▶ _Document passage_
■ ■ ■
In 1734 Dr. John Soame published a pamphlet in which he extolled with somewhat suspicious optimism the virtues of the neglected spring, recommending the water for cutaneous affections and nervous disorders. According to Soame, the spring[193] then threw off water at the rate of five gallons in four minutes, and could be made to throw a stream upwards to a height of at least twelve feet. “The Beautys of Hampstead,” a song of this period, extols the “Chrystal bub’ling Well,”[194] but the water-drinking does not appear again to have become the vogue, though as a place of amusement the Wells still enjoyed some degree of popularity. Another assembly-house, known as the Long Room, took the place of the old Great Room. This was a substantial red brick building of one storey. The ground floor consisted of an entire room with two small ante-rooms, one on either side of the entrance, used for tea-parties and card-playing. The floor above was divided up into rooms, where a cosy supper or a game of cards might be enjoyed. The house (probably built, in part, in the seventeenth century) still exists, and is to be found on the opposite side to the old Great Room, about a hundred yards further down Well Walk, going from the Heath. It is now a private residence called Weatherall House. It was in the Long Room that the Hampstead Balls took place of the kind described by Frances Burney. Here Evelina[195] was worried by Beau Smith, and refused the offers of “inelegant and low-bred” partners, who “begged the favour of hopping a dance” with her. Samuel Rogers (Table Talk) says that in his youth (circ. 1783) the Hampstead Assemblies were frequented by “a great deal of good company,” and that he himself danced four or five minuets there in one evening.
In 1802 a surgeon named John Bliss published a treatise, in which, without success, he endeavoured once more to awaken an interest in the medicinal properties of the Well. Mr. Keates, consulting chemist to the Metropolitan Board of Works, in recent times stated that it was a distinctly chalybeate water containing sufficient iron to render it capable of producing marked therapeutic effects. It was extremely pure, and in general character, though with a larger proportion of iron, resembled that of Tunbridge Wells.[196]
[Dodsley’s London (1761); Ambulator, 1774; Kearsley’s Strangers’ Guide (1793?); Walford, v. 467, ff.; Thorne’s Environs of London (1876), 281; Sir Gilbert Scott’s Proposed Destruction of the Well Walk (Hampstead, 1879), with plan of Well Walk; Park’s Hampstead; Baines’s Hampstead.]
VIEWS.
1. The Pump-room, Well Walk (i.e. Great Room), since, the Episcopal Chapel, in Baines’s Hampstead, from a drawing by Blanche Cowper Baines, after E. H. Dixon.
2. The old Well Walk, Hampstead, about 1750 (Walford, v. 463).
■ ■ ■
▶ _Extracted entries_
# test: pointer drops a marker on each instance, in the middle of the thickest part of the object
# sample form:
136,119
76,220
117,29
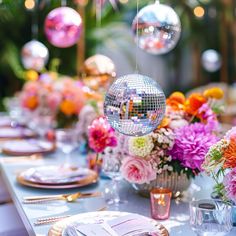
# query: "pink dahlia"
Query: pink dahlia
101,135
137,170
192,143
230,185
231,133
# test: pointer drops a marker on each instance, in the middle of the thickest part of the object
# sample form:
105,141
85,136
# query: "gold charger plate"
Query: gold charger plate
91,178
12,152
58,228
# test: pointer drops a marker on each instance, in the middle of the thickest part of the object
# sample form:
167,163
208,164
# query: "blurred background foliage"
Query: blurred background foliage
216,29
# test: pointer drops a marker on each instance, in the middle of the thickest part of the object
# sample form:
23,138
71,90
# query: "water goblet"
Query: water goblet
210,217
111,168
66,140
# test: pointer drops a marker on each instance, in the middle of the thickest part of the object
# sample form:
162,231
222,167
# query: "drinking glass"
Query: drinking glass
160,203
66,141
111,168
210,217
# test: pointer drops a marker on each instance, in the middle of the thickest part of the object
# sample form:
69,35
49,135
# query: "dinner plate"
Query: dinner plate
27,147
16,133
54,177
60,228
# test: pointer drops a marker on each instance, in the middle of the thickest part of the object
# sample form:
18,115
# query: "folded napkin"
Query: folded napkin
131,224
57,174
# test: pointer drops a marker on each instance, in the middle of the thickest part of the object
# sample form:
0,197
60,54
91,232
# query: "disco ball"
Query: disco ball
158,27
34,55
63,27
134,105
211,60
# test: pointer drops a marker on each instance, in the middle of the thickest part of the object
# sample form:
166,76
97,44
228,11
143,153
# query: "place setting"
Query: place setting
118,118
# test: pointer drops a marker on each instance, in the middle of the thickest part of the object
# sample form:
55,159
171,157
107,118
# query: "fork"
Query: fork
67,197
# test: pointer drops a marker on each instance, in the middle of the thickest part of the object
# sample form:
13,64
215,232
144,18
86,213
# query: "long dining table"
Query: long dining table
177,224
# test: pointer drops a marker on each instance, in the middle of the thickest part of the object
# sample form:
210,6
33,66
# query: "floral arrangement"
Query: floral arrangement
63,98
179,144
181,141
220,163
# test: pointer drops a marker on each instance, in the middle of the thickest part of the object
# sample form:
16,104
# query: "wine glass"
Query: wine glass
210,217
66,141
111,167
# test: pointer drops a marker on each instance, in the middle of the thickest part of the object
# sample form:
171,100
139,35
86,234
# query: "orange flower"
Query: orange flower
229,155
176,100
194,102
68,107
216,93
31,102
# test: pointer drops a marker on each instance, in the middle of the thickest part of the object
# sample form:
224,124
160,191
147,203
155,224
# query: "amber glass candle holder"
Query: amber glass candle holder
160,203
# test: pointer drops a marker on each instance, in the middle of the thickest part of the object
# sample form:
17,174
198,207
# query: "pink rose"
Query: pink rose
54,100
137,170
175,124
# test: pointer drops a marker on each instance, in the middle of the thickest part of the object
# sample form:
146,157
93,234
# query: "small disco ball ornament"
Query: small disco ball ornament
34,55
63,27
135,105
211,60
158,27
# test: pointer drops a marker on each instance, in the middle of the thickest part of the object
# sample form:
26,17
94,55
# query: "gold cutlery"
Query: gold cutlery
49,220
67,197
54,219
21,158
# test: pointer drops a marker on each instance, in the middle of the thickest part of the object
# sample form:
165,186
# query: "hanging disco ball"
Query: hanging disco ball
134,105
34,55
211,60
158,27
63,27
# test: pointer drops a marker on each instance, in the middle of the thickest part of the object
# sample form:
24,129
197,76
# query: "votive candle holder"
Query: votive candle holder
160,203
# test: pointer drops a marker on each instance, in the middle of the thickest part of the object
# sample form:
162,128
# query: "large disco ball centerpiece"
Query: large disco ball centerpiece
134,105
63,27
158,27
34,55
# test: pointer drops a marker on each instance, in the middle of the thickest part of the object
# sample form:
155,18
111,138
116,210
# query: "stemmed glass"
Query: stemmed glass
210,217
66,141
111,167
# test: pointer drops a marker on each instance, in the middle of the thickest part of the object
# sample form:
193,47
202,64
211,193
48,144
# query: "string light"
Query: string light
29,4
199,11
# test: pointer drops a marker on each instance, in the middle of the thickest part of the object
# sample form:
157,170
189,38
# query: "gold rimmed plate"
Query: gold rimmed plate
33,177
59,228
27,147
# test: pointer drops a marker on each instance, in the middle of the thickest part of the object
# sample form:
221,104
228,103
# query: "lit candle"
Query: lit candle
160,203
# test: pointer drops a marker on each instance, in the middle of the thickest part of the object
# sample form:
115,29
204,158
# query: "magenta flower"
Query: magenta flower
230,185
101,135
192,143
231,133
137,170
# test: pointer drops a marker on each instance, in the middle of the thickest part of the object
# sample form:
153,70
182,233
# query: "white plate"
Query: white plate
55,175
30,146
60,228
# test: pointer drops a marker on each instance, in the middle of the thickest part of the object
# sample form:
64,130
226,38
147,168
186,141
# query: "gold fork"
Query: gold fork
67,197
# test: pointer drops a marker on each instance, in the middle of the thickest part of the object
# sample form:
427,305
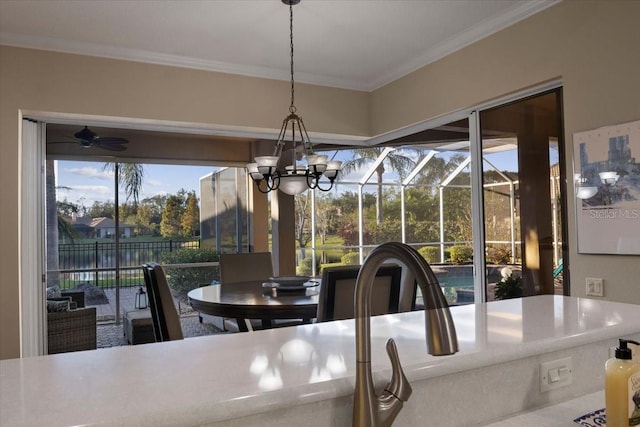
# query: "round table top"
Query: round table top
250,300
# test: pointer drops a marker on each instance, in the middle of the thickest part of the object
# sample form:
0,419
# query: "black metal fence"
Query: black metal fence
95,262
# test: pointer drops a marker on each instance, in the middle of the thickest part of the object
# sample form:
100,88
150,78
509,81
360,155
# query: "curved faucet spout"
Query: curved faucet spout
■ ■ ■
▶ _Problems and tasks_
1. From the bracketed list of sources that follows the Hampstead Wells passage, list every work named.
2. Summarize the Hampstead Wells passage in two sentences.
3. Reproduce the Hampstead Wells passage word for word, starting with "1. The Pump-room, Well" and going on through "E. H. Dixon.".

▶ _Answers to each task_
1.
Dodsley's London (1761)
Ambulator, 1774
Kearsley's Strangers' Guide (1793?)
Walford
Thorne's Environs of London (1876)
Sir Gilbert Scott's Proposed Destruction of the Well Walk (Hampstead, 1879)
Park's Hampstead
Baines's Hampstead

2. Dr. John Soame in 1734 and the surgeon John Bliss in 1802 each tried to promote the medicinal virtues of the Hampstead spring, but water-drinking did not become the vogue again. The Wells stayed popular for amusement, with the Long Room, now a private residence called Weatherall House, hosting the Hampstead Balls, and a chemist later found the water pure and chalybeate, like that of Tunbridge Wells but with more iron.

3.
1. The Pump-room, Well Walk (i.e. Great Room), since, the Episcopal Chapel, in Baines’s Hampstead, from a drawing by Blanche Cowper Baines, after E. H. Dixon.